I have been reading the hearing transcript and researching the timeliness of the 2254 motion. From what we can ascertain your 365 days for 2254 filing ran before your 3.851 petition was filed-in that mess with counsel that was none of your fault. I am in the process of reviewing all of the timeframes and the substantive materials. Our first hurdle may well be timeliness. Since it is already untimely, we will give it another week or so of preparation time so that we can present to the United States District Court the strongest case and try to persuade them that there is every reason to hear our arguments.

Doc. 102 at 21. As we now know, the limitations period had not yet expired and Ms. Bonner waited well over a “week or so” to actually file the Petition.

         Ms. Bonner's letter of June 4, 2003, still before the expiration of the limitations period, is heavily redacted, but she stated that “a budget and a few other things” had been filed, “but the substantive work has not been completed.” Doc. 102 at 22-23. She assured Petitioner: “We are working even if we are not writing all of the time.” Id. at 23. Before she mailed her next letter to Petitioner, the limitations period expired.

         On July 28, 2003, Ms. Bonner wrote to Petitioner: “We are shooting for a date in late August to file.” Doc. 102 at 25. She further stated, “As you know, the dates under the AEDPA were gone long ago, [7] and we have made the considered decision that to file a complete set of moving papers is the way to go.” Id. On August 27, 2003, she sent Petitioner a letter with the following instructions:

I am enclosing two documents for you. Please fill them out as directed below and send them back as soon as possible.
1. Petition under 28 USC § 2254. Look through it for your information and place your signature on the last page. Please return the last page.[8]
2. Xerox of book with State Motion for Postconviction Relief. Please fill in the form to the best of your ability. If you do not remember dates, etc. we will find them. The only issue on which we are proceeding is involuntariness of the plea. I will send you a request for indigent status form later.
3. Unnotarized oath. Please sign and return.

Doc. 102 at 26.

         Seven months later, on March 22, 2004, Ms. Bonner finally filed the Petition. Doc. 12. The date next to Petitioner's signature on the Petition is April 3, 2003. Id. Of course, if the Petition had been filed at or near April 3, 2003, it would have been timely.

         On June 21, 2004, Ms. Bonner wrote to Petitioner:

At this point I am not sure whether the girl sent you all of our documents. Of course the State said that we were untimely-big news. We had to investigate; we had to follow your leads. Even if some went nowhere, we had to have time to do it or you weren't getting representation.
Then I decided that we couldn't just stand on what they will say is a weak argument so I reached out to certain organizations which regularly join in amicus briefs. They gave me favorable responses so I asked the judge if we could have time to develop a Constitutional attack. He just granted that until July 30.[9] That is incredibly good news, so I am on the attack.

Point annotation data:
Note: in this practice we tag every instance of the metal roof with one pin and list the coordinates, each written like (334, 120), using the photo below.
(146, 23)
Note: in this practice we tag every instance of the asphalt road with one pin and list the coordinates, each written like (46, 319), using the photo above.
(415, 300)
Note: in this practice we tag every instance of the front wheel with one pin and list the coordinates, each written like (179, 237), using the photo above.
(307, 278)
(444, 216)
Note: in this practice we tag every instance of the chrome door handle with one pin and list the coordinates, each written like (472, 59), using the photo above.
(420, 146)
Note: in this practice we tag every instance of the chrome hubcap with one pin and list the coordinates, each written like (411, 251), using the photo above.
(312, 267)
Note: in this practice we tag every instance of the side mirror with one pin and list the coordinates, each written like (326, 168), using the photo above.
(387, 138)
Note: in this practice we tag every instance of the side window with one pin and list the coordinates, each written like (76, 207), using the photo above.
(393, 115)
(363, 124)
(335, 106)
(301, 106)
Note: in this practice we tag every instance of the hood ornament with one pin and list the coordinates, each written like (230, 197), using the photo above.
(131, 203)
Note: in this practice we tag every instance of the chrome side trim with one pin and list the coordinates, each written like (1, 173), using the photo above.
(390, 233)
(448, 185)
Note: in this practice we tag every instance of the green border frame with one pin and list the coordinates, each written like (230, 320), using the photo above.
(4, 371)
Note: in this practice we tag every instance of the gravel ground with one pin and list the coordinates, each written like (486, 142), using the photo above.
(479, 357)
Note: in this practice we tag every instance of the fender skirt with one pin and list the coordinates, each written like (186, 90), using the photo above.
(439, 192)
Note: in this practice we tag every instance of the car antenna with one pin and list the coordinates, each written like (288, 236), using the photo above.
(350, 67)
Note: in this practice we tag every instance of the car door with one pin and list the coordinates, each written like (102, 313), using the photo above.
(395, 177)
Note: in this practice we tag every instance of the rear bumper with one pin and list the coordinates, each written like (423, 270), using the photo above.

DIRECTION: Reproduce the passage on the late habeas petition word for word, starting with "I am enclosing" and going on through "sign and return.".

OUTPUT FOR THIS EXERCISE:
I am enclosing two documents for you. Please fill them out as directed below and send them back as soon as possible.
1. Petition under 28 USC § 2254. Look through it for your information and place your signature on the last page. Please return the last page.[8]
2. Xerox of book with State Motion for Postconviction Relief. Please fill in the form to the best of your ability. If you do not remember dates, etc. we will find them. The only issue on which we are proceeding is involuntariness of the plea. I will send you a request for indigent status form later.
3. Unnotarized oath. Please sign and return.